Pointing dataset excerpts
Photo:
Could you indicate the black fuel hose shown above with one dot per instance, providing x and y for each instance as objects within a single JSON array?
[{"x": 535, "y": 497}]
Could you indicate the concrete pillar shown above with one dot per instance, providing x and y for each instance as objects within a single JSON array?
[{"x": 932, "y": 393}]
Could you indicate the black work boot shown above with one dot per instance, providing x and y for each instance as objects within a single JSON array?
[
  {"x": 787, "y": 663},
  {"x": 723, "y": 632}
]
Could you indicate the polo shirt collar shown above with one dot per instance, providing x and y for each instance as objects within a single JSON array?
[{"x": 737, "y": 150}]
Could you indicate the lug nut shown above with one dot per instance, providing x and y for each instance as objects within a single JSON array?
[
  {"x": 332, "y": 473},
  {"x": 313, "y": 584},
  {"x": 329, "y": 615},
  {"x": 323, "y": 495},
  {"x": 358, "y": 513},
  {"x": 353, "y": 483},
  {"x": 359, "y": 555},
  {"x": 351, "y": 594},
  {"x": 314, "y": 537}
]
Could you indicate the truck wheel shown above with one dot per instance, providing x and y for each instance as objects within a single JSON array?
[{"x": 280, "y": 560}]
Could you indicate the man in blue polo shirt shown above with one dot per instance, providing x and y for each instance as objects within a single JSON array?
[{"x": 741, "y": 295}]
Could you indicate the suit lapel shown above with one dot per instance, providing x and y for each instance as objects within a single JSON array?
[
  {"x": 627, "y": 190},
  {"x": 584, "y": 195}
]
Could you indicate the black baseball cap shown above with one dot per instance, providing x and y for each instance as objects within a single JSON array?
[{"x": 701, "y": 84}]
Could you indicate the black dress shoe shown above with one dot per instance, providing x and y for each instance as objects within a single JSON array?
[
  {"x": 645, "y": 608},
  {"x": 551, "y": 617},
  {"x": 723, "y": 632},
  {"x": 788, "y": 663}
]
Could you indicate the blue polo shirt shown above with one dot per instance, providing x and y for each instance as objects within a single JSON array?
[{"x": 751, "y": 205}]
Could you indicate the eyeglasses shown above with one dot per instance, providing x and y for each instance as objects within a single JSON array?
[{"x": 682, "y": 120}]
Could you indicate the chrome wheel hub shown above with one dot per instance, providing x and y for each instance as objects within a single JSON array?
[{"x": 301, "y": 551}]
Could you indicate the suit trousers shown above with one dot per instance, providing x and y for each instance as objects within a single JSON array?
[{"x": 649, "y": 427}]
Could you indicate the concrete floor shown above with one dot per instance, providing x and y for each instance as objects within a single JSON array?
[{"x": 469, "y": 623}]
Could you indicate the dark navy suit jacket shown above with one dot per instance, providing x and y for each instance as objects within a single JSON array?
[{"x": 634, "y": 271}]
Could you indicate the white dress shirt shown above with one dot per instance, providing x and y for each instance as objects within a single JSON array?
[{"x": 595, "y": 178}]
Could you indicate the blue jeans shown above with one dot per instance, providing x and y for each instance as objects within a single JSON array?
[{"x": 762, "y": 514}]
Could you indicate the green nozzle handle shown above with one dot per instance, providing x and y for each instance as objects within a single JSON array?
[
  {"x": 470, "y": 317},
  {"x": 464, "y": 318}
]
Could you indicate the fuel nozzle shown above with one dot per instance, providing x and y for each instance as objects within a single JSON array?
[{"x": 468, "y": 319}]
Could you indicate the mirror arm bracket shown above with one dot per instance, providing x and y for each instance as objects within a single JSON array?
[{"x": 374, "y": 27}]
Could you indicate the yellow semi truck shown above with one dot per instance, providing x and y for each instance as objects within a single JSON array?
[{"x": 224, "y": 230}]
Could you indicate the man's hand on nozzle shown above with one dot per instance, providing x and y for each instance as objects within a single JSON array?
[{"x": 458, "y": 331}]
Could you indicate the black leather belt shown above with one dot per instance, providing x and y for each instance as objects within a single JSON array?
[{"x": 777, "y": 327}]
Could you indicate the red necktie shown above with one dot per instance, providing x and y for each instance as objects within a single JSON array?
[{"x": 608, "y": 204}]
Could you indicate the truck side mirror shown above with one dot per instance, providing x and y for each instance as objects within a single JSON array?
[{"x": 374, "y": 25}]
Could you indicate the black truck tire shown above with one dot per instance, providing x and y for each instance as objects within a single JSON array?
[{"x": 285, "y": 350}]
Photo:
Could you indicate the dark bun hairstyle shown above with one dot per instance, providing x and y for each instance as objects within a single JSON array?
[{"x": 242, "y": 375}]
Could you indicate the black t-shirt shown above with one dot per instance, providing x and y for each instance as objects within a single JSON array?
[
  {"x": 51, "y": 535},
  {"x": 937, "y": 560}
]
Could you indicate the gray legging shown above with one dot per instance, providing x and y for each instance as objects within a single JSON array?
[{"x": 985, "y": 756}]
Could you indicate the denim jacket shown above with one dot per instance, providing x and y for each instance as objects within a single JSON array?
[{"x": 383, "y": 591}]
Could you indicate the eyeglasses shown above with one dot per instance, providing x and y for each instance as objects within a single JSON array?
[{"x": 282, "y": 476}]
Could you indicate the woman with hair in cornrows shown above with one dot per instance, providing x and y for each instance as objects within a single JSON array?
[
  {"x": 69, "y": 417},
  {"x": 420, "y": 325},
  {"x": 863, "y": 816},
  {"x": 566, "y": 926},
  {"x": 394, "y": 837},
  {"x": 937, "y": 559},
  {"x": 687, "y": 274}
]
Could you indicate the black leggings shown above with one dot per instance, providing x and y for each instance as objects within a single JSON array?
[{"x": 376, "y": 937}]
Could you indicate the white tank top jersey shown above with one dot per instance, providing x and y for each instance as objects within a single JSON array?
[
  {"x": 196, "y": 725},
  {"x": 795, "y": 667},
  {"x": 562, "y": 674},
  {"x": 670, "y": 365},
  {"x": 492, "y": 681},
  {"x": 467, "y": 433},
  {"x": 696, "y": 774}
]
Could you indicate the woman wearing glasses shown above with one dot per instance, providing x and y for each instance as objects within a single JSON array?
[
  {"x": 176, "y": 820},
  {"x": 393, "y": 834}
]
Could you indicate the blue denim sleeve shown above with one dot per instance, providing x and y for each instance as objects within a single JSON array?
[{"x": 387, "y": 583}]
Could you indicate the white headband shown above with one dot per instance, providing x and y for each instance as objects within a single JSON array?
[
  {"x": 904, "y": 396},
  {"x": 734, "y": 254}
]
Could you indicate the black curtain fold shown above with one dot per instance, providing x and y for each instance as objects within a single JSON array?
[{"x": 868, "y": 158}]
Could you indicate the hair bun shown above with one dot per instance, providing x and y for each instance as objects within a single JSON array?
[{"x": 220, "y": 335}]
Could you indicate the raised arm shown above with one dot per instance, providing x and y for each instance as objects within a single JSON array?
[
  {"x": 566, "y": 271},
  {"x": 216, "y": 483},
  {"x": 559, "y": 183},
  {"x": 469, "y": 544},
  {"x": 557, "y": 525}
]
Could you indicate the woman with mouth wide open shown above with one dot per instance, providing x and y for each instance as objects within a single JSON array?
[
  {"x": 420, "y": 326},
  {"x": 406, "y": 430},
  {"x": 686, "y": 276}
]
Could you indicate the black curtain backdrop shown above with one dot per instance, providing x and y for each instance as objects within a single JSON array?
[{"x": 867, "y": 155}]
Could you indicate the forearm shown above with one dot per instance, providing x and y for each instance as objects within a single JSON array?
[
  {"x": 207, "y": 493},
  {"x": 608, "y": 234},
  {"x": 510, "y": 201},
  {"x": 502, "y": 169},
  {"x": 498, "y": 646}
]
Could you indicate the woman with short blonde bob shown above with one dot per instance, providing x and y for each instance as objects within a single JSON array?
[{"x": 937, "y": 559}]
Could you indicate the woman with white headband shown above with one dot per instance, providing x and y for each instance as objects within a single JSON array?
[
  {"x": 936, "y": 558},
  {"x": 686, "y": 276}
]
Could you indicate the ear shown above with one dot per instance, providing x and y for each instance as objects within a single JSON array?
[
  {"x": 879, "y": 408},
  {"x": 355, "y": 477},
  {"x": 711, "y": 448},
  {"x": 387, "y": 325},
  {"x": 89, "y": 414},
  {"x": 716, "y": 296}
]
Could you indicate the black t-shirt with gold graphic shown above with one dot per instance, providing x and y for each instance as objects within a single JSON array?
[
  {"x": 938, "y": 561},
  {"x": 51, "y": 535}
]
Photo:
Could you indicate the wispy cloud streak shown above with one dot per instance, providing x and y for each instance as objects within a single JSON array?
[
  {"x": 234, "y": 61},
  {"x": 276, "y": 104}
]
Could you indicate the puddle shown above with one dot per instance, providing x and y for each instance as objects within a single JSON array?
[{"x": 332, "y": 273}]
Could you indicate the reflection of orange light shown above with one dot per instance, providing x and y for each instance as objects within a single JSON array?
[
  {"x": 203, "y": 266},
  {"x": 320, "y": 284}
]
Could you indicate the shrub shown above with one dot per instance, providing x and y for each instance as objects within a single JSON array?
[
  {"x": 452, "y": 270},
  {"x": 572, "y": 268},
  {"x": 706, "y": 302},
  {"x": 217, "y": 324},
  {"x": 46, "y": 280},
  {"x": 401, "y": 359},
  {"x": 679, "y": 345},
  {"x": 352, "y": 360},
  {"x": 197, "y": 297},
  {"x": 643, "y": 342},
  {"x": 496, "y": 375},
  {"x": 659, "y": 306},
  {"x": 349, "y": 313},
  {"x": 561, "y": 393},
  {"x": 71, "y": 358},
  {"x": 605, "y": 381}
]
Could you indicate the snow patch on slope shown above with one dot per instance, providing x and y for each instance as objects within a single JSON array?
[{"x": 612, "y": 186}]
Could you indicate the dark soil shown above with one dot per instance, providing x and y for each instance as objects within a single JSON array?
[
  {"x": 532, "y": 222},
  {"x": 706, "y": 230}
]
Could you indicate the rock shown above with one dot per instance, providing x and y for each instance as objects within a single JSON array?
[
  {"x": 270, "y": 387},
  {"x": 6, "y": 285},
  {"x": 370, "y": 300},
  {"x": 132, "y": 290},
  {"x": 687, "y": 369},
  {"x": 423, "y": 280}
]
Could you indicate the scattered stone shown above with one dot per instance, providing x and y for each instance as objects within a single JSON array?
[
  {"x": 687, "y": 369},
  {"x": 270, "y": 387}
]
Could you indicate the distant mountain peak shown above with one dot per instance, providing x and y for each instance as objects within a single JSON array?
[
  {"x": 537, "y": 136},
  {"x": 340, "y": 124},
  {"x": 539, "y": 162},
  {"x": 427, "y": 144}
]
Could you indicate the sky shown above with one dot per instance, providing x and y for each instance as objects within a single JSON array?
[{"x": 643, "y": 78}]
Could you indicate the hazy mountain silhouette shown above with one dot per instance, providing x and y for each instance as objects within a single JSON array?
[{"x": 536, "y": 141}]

# Written task:
Quote exactly the line containing "Could you indicate the shrub" and every later line through the end of the listing, and no other lines.

# Answer for this exercise:
Could you indicate the shrub shown above with one dot per instance, providing x and y for each instance as objects within a single JSON array?
[
  {"x": 452, "y": 270},
  {"x": 572, "y": 268},
  {"x": 706, "y": 302},
  {"x": 217, "y": 324},
  {"x": 46, "y": 280},
  {"x": 401, "y": 359},
  {"x": 679, "y": 345},
  {"x": 352, "y": 360},
  {"x": 197, "y": 297},
  {"x": 643, "y": 342},
  {"x": 496, "y": 375},
  {"x": 659, "y": 306},
  {"x": 349, "y": 313},
  {"x": 561, "y": 393},
  {"x": 71, "y": 358},
  {"x": 605, "y": 381}
]
Could you indicate the snow patch on slope shown above with one dot per instance, providing x and y for each instance as objects within a single JSON array?
[{"x": 612, "y": 186}]
Could you indicate the dark soil shown above with one dot per instance, providing x and y for each instance as objects within a single JSON array?
[
  {"x": 532, "y": 222},
  {"x": 706, "y": 230}
]
Could you indicate the rock shown above with one dot per instance, providing x and y for each instance as objects within a single JSON array?
[
  {"x": 270, "y": 387},
  {"x": 6, "y": 285},
  {"x": 370, "y": 300},
  {"x": 132, "y": 290},
  {"x": 687, "y": 369},
  {"x": 423, "y": 280}
]
Could you indicate the scattered stone shown above with one dot per instance, providing x and y for each instance as objects within a single JSON array?
[
  {"x": 687, "y": 369},
  {"x": 270, "y": 387}
]
Could you indicate the distant mountain peak shown above with one dot per instance, providing x and y for each instance as objects within a single JSON array?
[
  {"x": 537, "y": 136},
  {"x": 340, "y": 124},
  {"x": 539, "y": 162},
  {"x": 427, "y": 144}
]
Could you indicate the sky shown above with one dot per instance, providing x and y for each instance as objects within a single JSON array?
[{"x": 643, "y": 78}]
Could you indicate the hazy mountain silhouette shown above with one dot per instance, providing x and y for each instance as objects within a single JSON array?
[{"x": 536, "y": 141}]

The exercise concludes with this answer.